**SUPPLIED INFORMATION:**
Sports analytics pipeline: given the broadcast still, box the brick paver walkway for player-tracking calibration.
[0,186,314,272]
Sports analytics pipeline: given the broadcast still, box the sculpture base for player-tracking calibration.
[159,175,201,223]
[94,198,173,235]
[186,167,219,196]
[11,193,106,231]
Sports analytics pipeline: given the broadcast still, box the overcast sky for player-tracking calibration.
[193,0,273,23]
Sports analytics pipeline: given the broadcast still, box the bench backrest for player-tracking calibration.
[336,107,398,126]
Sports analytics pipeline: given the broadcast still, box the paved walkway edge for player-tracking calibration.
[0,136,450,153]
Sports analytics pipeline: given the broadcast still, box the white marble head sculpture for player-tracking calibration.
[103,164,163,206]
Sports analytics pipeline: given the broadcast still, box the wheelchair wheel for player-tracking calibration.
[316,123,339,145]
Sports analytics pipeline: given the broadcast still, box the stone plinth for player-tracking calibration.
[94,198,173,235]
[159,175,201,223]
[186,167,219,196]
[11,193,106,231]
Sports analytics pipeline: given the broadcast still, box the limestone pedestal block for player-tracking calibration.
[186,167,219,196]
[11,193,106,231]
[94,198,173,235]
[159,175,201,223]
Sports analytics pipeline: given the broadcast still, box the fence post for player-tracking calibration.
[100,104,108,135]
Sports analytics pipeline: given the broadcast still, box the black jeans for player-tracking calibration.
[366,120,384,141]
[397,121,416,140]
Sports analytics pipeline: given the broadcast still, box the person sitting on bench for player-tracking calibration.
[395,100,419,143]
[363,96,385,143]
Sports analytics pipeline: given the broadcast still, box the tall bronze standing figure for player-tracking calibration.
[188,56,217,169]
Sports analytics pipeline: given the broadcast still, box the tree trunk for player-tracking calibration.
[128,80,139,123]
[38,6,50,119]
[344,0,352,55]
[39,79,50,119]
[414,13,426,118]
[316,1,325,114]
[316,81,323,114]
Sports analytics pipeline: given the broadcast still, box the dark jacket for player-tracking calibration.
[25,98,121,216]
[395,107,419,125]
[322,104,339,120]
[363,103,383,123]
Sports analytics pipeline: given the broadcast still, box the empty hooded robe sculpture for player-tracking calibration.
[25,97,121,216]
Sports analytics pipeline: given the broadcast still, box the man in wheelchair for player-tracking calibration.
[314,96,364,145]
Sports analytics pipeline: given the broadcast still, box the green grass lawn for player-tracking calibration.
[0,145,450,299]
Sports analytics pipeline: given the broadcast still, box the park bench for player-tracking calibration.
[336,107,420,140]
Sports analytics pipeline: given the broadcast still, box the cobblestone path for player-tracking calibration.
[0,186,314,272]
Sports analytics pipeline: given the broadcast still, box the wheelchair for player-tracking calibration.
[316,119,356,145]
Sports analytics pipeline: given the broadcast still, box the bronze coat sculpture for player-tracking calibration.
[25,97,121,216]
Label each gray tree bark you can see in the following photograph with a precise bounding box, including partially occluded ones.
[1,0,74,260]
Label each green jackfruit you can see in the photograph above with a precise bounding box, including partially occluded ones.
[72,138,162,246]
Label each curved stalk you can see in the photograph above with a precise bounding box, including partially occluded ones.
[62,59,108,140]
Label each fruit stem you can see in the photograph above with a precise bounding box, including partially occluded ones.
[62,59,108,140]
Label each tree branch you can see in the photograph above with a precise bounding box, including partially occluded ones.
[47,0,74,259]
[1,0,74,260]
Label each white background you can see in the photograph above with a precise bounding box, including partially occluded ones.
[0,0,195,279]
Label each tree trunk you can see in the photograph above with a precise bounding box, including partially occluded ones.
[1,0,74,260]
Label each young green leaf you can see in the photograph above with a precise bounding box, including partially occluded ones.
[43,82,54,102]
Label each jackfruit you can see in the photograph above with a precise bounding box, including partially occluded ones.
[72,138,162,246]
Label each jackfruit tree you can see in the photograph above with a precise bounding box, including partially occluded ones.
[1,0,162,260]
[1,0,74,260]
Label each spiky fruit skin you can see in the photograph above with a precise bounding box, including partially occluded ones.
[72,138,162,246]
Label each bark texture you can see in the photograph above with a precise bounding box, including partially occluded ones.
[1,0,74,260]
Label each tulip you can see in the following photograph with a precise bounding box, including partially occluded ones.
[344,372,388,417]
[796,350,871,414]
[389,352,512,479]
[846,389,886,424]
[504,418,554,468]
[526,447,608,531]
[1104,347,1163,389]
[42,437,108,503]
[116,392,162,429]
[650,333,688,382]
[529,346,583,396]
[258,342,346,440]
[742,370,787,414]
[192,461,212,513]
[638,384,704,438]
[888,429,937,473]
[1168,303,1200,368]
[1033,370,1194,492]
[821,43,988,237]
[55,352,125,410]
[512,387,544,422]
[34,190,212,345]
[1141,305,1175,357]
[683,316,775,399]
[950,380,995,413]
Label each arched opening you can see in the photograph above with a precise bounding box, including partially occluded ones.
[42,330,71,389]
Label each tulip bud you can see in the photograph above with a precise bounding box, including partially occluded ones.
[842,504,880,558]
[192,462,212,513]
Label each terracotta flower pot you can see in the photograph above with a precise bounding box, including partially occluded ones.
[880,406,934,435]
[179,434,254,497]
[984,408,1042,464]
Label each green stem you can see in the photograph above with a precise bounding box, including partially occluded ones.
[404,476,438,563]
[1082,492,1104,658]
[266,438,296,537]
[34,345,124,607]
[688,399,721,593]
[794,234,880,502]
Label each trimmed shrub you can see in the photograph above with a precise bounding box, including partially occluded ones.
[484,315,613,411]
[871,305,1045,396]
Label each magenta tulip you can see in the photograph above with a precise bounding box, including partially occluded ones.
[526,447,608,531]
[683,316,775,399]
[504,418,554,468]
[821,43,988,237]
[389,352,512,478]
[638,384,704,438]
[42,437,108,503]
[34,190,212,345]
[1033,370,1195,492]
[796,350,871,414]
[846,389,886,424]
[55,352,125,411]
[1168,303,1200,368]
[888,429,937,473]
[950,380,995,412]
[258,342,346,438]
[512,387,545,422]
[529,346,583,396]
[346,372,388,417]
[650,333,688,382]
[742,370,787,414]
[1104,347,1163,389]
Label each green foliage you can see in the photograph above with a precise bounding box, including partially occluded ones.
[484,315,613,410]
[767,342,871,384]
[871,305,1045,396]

**WRITTEN TASK:** Lay out all of the lines above as a JSON list of strings, with one string per line and any blank lines left out.

**THE COMPLETED TASK:**
[
  "Sports analytics pipeline: given the broadcast still, box the brick paver walkway for player-tracking calibration.",
  "[0,186,314,272]",
  "Sports analytics pipeline: given the broadcast still, box the sculpture base for player-tracking calibration.",
  "[159,175,201,223]",
  "[94,198,173,235]",
  "[186,167,219,196]",
  "[11,193,106,231]",
  "Sports analytics pipeline: given the broadcast still, box the overcast sky for player-tracking calibration.",
  "[193,0,273,23]",
  "Sports analytics pipeline: given the broadcast still, box the bench backrest for player-tracking calibration.",
  "[336,107,398,126]",
  "Sports analytics pipeline: given the broadcast still, box the paved walkway edge for player-tracking calibration.",
  "[0,136,450,153]",
  "Sports analytics pipeline: given the broadcast still, box the white marble head sculpture for player-tracking calibration.",
  "[103,164,163,206]",
  "Sports analytics pipeline: given the broadcast still, box the wheelchair wheel for player-tracking calibration.",
  "[316,123,339,145]",
  "Sports analytics pipeline: given the broadcast still, box the stone plinth for player-tracking calibration.",
  "[94,198,173,235]",
  "[159,175,201,223]",
  "[186,167,219,196]",
  "[11,193,106,231]",
  "Sports analytics pipeline: given the broadcast still, box the limestone pedestal block for player-tracking calibration.",
  "[186,167,219,196]",
  "[11,193,106,231]",
  "[94,198,173,235]",
  "[159,175,201,223]",
  "Sports analytics pipeline: given the broadcast still, box the fence post for player-tracking calibration.",
  "[100,104,108,135]",
  "Sports analytics pipeline: given the broadcast still, box the black jeans for player-tracking calibration.",
  "[366,120,384,141]",
  "[397,121,416,140]",
  "Sports analytics pipeline: given the broadcast still, box the person sitting on bench for player-tracking calibration.",
  "[395,100,419,143]",
  "[363,96,385,143]",
  "Sports analytics pipeline: given the broadcast still, box the tall bronze standing figure for player-tracking calibration.",
  "[188,56,217,169]",
  "Sports analytics pipeline: given the broadcast still, box the tree trunk for player-tracking calibration.",
  "[128,80,139,123]",
  "[38,6,50,119]",
  "[344,0,352,55]",
  "[39,79,50,119]",
  "[414,13,426,118]",
  "[316,1,325,114]",
  "[316,81,323,114]",
  "Sports analytics pipeline: given the broadcast still, box the dark jacket for player-tracking calibration.",
  "[25,98,121,216]",
  "[395,107,419,125]",
  "[322,104,339,120]",
  "[363,103,383,123]",
  "Sports analytics pipeline: given the broadcast still, box the empty hooded robe sculpture for player-tracking calibration.",
  "[25,97,121,216]",
  "Sports analytics pipeline: given the broadcast still, box the man in wheelchair for player-tracking calibration.",
  "[314,96,364,145]",
  "Sports analytics pipeline: given the broadcast still, box the green grass lawn for player-tracking calibration.",
  "[0,145,450,299]",
  "Sports analytics pipeline: given the broadcast still, box the park bench for player-tracking calibration.",
  "[336,107,420,140]",
  "Sports analytics pipeline: given the broadcast still, box the cobblestone path for player-tracking calibration.",
  "[0,186,314,272]",
  "Sports analytics pipeline: given the broadcast still, box the wheelchair for player-tracking calibration.",
  "[316,119,356,145]",
  "Sports analytics pipeline: given the broadcast still, box the bronze coat sculpture for player-tracking calibration.",
  "[25,97,121,216]",
  "Label each gray tree bark you can see in the following photograph with a precise bounding box, including partially occluded ones.",
  "[1,0,74,260]",
  "Label each green jackfruit you can see in the photograph above with a precise bounding box, including partially occluded ones.",
  "[72,138,162,246]",
  "Label each curved stalk you can see in the photograph above with a precise bounding box, including partially occluded ones.",
  "[62,59,108,140]",
  "Label each fruit stem you can see in the photograph above with a precise bounding box, including partially occluded ones.",
  "[62,59,108,140]",
  "Label each tree branch you can see in the photograph above with a precise bounding box, including partially occluded ones.",
  "[47,0,74,259]",
  "[1,0,74,260]",
  "Label each white background you can see in the photograph above with a precise bounding box, including partially occluded ones.",
  "[0,0,195,279]",
  "Label each tree trunk you can see in the photograph above with a precise bounding box, including partially occluded ones.",
  "[1,0,74,260]",
  "Label each young green leaf you can see in the photograph above with a precise bounding box, including partially occluded ones.",
  "[43,82,54,102]",
  "Label each jackfruit you can see in the photograph above with a precise bounding box, including partially occluded ones.",
  "[72,138,162,246]",
  "Label each jackfruit tree you can see in the photograph above with a precise bounding box, including partially occluded ones.",
  "[1,0,162,260]",
  "[1,0,74,260]",
  "Label each spiky fruit skin you can see in the photograph above with a precise bounding box, including partially occluded ones.",
  "[72,138,162,246]",
  "Label each bark texture you can see in the photograph above with a precise bounding box, including partially occluded ones.",
  "[1,0,74,260]",
  "Label each tulip you can see in the following photograph with a precise bounding box, including partially occluded ones.",
  "[344,372,388,417]",
  "[796,350,871,414]",
  "[389,352,512,479]",
  "[846,389,886,424]",
  "[504,418,554,468]",
  "[526,447,608,531]",
  "[1104,347,1163,389]",
  "[42,437,108,503]",
  "[116,392,162,429]",
  "[650,333,688,382]",
  "[529,346,583,396]",
  "[258,342,346,440]",
  "[742,370,787,414]",
  "[192,461,212,513]",
  "[638,384,704,438]",
  "[888,429,937,473]",
  "[1168,303,1200,368]",
  "[1033,370,1194,492]",
  "[821,43,988,237]",
  "[55,352,125,410]",
  "[512,387,544,422]",
  "[34,190,212,345]",
  "[1141,305,1175,357]",
  "[683,316,775,399]",
  "[950,380,995,413]",
  "Label each arched opening you can see in the photograph above with a precise bounding box, including partially occluded ones.",
  "[42,330,71,389]",
  "Label each tulip bud you can see in the photograph above with a precise bounding box, including partially occluded ones.",
  "[842,504,880,558]",
  "[192,462,212,513]",
  "Label each terracotta flower pot you can see in the photograph above with a precise bounding box, including partially occluded ones.",
  "[880,406,934,435]",
  "[179,434,254,497]",
  "[984,408,1042,464]",
  "Label each green stem you can see in the photograph above with a precise bounding box, including partially occluded ones.",
  "[404,476,438,563]",
  "[1082,492,1104,658]",
  "[266,438,296,537]",
  "[34,345,124,607]",
  "[688,399,721,593]",
  "[794,234,880,502]",
  "Label each trimmed shrub you can see in the photograph above with a precise bounding box, including partially occluded ones.",
  "[484,315,613,411]",
  "[871,305,1045,396]",
  "Label each magenta tulip you can see in the photograph above with a precise bounding box, including partially occluded ones.",
  "[526,447,608,531]",
  "[683,316,775,399]",
  "[504,418,554,468]",
  "[821,43,988,237]",
  "[389,352,512,478]",
  "[638,384,704,438]",
  "[42,437,108,503]",
  "[34,190,212,345]",
  "[1033,370,1195,492]",
  "[796,350,871,414]",
  "[846,389,886,424]",
  "[55,352,125,411]",
  "[1168,303,1200,368]",
  "[888,429,937,473]",
  "[950,380,995,412]",
  "[258,342,346,438]",
  "[512,387,545,422]",
  "[529,346,583,396]",
  "[346,372,388,417]",
  "[650,333,688,382]",
  "[742,370,787,414]",
  "[1104,347,1163,389]",
  "Label each green foliage you can see in the photograph above with a precise bounding box, including partially occluded ones.",
  "[484,315,613,410]",
  "[767,342,871,384]",
  "[871,305,1045,396]"
]